-- Begin Given records --
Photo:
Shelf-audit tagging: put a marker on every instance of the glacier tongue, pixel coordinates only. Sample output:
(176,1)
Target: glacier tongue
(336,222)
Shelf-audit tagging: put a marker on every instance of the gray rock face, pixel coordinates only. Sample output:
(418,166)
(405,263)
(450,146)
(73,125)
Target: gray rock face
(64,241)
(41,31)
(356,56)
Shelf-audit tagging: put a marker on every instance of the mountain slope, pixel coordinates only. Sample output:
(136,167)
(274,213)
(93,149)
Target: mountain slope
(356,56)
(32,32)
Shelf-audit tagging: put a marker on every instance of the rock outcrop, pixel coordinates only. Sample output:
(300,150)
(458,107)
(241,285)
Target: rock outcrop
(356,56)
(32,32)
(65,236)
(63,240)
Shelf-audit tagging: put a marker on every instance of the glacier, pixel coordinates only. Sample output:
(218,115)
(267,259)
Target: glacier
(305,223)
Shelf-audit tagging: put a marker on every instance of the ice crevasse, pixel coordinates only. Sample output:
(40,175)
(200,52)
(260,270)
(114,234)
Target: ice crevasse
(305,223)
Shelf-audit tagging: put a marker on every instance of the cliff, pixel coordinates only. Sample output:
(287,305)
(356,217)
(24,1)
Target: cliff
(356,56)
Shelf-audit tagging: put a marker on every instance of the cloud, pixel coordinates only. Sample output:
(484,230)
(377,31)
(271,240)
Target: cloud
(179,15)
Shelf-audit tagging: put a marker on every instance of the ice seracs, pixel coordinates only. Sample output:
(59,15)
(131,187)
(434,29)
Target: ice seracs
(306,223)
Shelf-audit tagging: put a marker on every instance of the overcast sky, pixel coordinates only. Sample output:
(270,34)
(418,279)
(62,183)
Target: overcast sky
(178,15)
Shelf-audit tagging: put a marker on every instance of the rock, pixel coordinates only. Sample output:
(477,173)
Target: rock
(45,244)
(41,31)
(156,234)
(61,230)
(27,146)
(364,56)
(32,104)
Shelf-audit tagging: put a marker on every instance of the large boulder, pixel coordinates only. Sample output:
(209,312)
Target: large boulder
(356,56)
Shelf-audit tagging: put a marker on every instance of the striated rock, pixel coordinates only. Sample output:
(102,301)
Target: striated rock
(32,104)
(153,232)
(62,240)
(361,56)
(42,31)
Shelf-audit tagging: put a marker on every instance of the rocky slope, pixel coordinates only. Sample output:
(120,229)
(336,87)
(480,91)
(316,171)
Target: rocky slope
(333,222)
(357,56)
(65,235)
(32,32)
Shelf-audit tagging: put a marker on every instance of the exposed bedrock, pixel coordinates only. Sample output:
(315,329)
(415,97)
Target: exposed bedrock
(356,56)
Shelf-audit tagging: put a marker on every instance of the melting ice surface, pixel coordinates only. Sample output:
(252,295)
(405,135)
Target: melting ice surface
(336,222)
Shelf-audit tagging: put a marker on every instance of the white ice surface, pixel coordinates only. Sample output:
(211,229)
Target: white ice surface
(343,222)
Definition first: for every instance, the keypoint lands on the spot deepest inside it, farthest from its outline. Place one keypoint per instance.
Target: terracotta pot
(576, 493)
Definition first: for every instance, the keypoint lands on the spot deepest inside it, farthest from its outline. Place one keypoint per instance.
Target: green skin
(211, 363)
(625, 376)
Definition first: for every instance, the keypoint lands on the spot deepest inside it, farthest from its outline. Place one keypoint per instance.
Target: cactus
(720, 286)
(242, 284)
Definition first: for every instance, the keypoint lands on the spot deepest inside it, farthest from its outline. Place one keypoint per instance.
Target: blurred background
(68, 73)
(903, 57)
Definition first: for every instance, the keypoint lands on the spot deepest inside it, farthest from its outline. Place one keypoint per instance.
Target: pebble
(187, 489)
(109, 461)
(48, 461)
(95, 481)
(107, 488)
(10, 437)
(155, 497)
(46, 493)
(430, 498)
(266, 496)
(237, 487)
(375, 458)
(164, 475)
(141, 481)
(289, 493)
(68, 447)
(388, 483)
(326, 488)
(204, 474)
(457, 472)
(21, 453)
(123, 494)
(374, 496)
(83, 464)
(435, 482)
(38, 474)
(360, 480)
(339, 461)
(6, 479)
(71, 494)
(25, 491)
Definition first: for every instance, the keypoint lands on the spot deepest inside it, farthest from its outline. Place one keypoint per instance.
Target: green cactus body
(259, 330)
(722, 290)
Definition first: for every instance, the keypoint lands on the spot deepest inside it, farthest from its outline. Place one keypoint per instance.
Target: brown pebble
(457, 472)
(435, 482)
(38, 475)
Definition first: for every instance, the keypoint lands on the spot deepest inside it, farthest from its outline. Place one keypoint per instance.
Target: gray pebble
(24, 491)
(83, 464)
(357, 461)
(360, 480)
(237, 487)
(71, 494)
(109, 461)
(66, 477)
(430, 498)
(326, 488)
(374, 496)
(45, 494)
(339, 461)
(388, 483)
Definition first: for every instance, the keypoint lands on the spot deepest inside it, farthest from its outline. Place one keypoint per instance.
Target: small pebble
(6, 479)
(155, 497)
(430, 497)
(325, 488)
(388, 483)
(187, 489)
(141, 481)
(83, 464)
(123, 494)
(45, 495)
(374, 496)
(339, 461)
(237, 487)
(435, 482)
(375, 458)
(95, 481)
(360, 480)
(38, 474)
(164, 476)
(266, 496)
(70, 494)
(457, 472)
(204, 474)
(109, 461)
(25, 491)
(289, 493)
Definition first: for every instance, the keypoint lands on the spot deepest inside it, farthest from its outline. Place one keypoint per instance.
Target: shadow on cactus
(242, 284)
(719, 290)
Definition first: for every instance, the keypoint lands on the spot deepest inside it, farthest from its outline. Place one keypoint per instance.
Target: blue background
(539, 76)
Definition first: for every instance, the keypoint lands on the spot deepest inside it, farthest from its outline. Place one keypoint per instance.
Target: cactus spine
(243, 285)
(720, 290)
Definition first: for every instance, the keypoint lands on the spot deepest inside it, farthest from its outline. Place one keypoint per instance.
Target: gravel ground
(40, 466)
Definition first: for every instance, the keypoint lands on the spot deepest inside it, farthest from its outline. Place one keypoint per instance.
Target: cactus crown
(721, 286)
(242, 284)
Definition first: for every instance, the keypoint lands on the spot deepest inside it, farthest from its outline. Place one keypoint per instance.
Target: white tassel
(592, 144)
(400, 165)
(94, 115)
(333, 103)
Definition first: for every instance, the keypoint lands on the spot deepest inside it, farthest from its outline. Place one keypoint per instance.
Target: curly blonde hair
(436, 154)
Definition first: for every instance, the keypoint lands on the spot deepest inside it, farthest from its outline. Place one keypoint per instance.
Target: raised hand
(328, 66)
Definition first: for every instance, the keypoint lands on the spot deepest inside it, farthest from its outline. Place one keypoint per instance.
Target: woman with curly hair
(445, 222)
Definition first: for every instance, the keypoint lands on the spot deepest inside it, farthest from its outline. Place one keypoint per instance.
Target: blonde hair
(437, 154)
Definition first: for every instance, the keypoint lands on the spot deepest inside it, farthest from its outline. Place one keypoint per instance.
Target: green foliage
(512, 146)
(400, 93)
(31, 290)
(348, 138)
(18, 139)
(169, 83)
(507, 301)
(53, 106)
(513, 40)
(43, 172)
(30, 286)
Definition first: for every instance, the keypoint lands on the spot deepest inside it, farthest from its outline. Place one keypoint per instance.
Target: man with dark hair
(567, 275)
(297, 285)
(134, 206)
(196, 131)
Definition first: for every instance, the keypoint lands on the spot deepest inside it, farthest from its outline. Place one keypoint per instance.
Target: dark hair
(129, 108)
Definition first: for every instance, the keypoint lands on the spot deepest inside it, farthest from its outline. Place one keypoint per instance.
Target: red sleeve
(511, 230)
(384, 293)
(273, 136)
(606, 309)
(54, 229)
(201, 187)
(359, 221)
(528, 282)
-- End Given records --
What the task asks:
Find every line in the entries that contains the word "green" and copy each one. Match capitalization exactly.

Complete response:
Target: green skin
Target: green cactus body
Target: green foliage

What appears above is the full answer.